* TRY IT
Starting at the top of the records below and ending with the line that contains "negative clicks: (403, 304) (308, 188)", print each line exactly as written, skipping the pictures.
Start of INPUT FOR THIS TASK
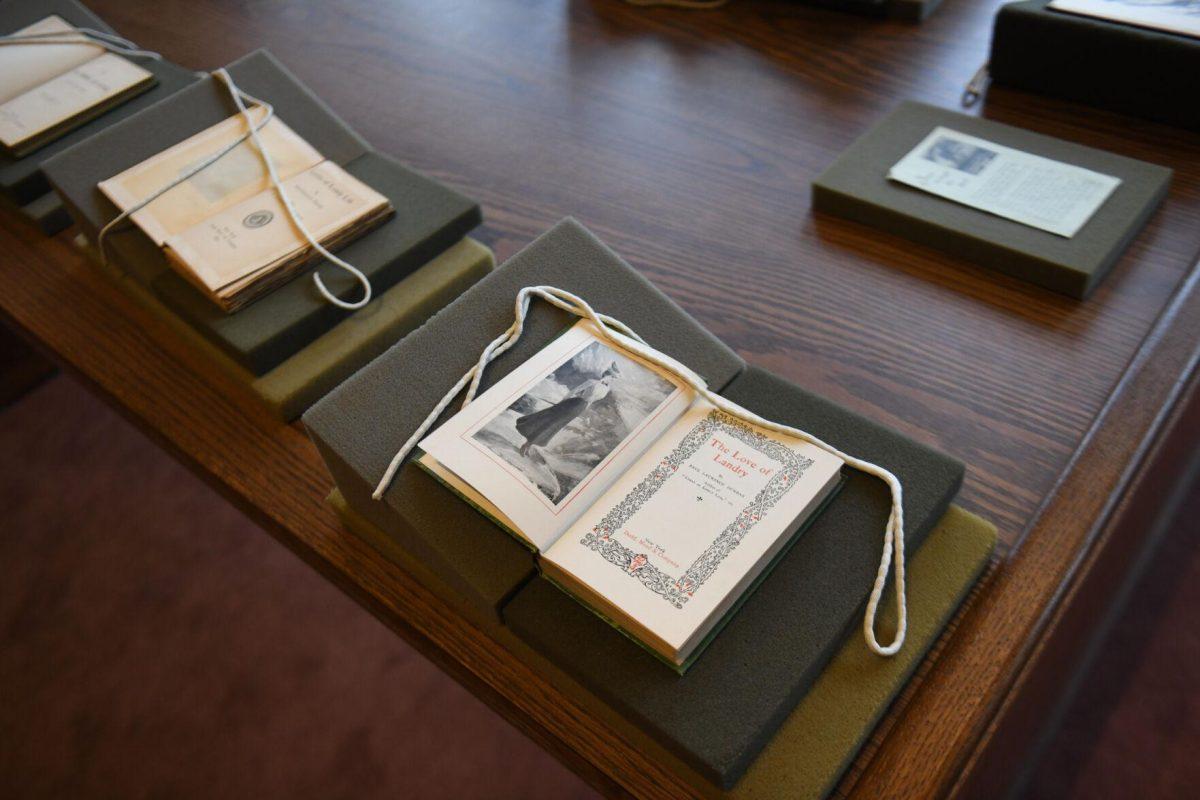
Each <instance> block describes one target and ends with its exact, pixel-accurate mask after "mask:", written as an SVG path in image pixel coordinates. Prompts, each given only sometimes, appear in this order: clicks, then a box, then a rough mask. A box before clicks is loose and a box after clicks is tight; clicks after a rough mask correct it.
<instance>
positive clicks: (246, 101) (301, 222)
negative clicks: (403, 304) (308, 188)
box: [96, 67, 371, 311]
mask: <svg viewBox="0 0 1200 800" xmlns="http://www.w3.org/2000/svg"><path fill="white" fill-rule="evenodd" d="M212 77H214V78H217V79H220V80H221V82H222V83H224V85H226V86H227V88H228V89H229V96H230V97H232V98H233V102H234V104H235V106H236V107H238V113H239V114H241V115H242V118H245V120H246V133H244V134H241V136H240V137H238V138H236V139H235V140H233V142H230V143H229V144H227V145H226V146H224V148H222V149H221V150H217V151H216V152H214V154H212V155H211V156H208V157H206V158H204V160H202V161H200V162H199V163H197V164H196V166H193V167H191V168H190V169H187V170H185V172H184V173H181V174H180V175H178V176H175V178H174V179H173V180H172V181H170V182H168V184H167V185H164V186H162V187H160V188H158V190H156V191H154V192H151V193H150V194H149V196H148V197H145V198H143V199H140V200H138V201H137V203H134V204H133V205H132V206H130V207H128V209H126V210H125V211H122V212H121V213H119V215H118V216H116V217H114V218H113V219H112V221H110V222H109V223H108V224H106V225H104V227H103V228H101V230H100V234H98V235H97V236H96V248H97V249H98V251H100V258H101V261H103V263H104V264H108V251H107V248H106V242H107V237H108V235H109V233H112V231H113V229H115V228H116V227H118V225H119V224H121V223H122V222H125V221H126V219H127V218H130V216H132V215H134V213H137V212H138V211H140V210H142V209H144V207H146V206H148V205H150V204H151V203H152V201H155V200H156V199H158V198H160V197H162V196H163V194H166V193H167V192H169V191H170V190H173V188H175V187H176V186H179V185H180V184H182V182H184V181H186V180H188V179H191V178H192V176H193V175H196V174H197V173H199V172H200V170H203V169H208V168H209V167H211V166H212V164H215V163H216V162H217V161H220V160H221V158H222V157H223V156H224V155H226V154H228V152H229V151H232V150H233V149H234V148H236V146H238V145H240V144H241V143H244V142H246V139H250V140H251V142H253V143H254V148H256V149H257V150H258V154H259V156H262V158H263V166H265V167H266V174H268V176H269V178H270V180H271V187H272V188H274V190H275V193H276V194H277V196H278V198H280V201H281V203H282V204H283V209H284V210H286V211H287V212H288V218H289V219H290V221H292V224H293V225H294V227H295V229H296V230H298V231H299V233H300V234H301V235H302V236H304V237H305V239H306V240H307V241H308V243H310V245H311V246H312V248H313V249H316V251H317V252H318V253H320V254H322V255H324V257H325V258H326V259H328V260H329V261H330V263H331V264H334V265H335V266H338V267H341V269H343V270H346V271H347V272H349V273H350V275H352V276H354V278H355V279H356V281H358V282H359V284H361V287H362V296H361V297H360V299H359V300H356V301H354V302H347V301H346V300H342V299H341V297H338V296H337V295H335V294H334V293H331V291H330V290H329V289H328V288H325V282H324V281H322V278H320V273H319V272H317V271H316V270H314V271H313V273H312V281H313V283H314V284H317V290H318V291H320V294H322V295H323V296H324V297H325V300H326V301H329V302H331V303H332V305H335V306H337V307H338V308H344V309H346V311H356V309H359V308H362V307H364V306H366V305H367V303H368V302H371V279H370V278H367V276H366V275H364V273H362V271H361V270H359V269H358V267H356V266H354V265H353V264H350V263H348V261H346V260H343V259H341V258H338V257H337V255H334V253H331V252H329V249H326V248H325V247H324V246H323V245H322V243H320V242H319V241H317V237H316V236H313V235H312V233H311V231H310V230H308V228H307V225H305V224H304V222H302V221H301V219H300V215H299V213H298V212H296V210H295V206H294V205H292V198H290V197H288V193H287V190H284V188H283V184H282V181H280V175H278V173H277V172H276V169H275V161H274V160H272V158H271V155H270V152H269V151H268V149H266V145H264V144H263V142H262V139H260V138H259V137H258V132H259V131H260V130H263V127H264V126H265V125H266V124H268V122H270V121H271V118H272V116H275V107H274V106H271V104H270V103H268V102H266V101H263V100H259V98H257V97H254V96H253V95H250V94H246V92H245V91H242V90H241V89H239V88H238V84H235V83H234V82H233V78H232V77H230V76H229V73H228V72H227V71H226V70H224V67H221V68H220V70H216V71H215V72H212ZM246 103H250V104H251V106H257V107H259V108H263V109H264V115H263V119H262V121H259V122H257V124H256V122H254V119H253V118H252V116H251V115H250V109H248V108H247V107H246Z"/></svg>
End of INPUT FOR THIS TASK
* OUTPUT BELOW
Each <instance> block describes one target and ends with its exact, pixel-accurate mask after "mask:", written as an SVG path in image pixel coordinates. Prompts, each given only sometimes, appear in this order: clicks, then a box, then a rough mask. A box before clicks is loose and a box after clicks is tight; clicks after a rough mask correct it.
<instance>
positive clicks: (246, 101) (301, 222)
negative clicks: (403, 304) (308, 188)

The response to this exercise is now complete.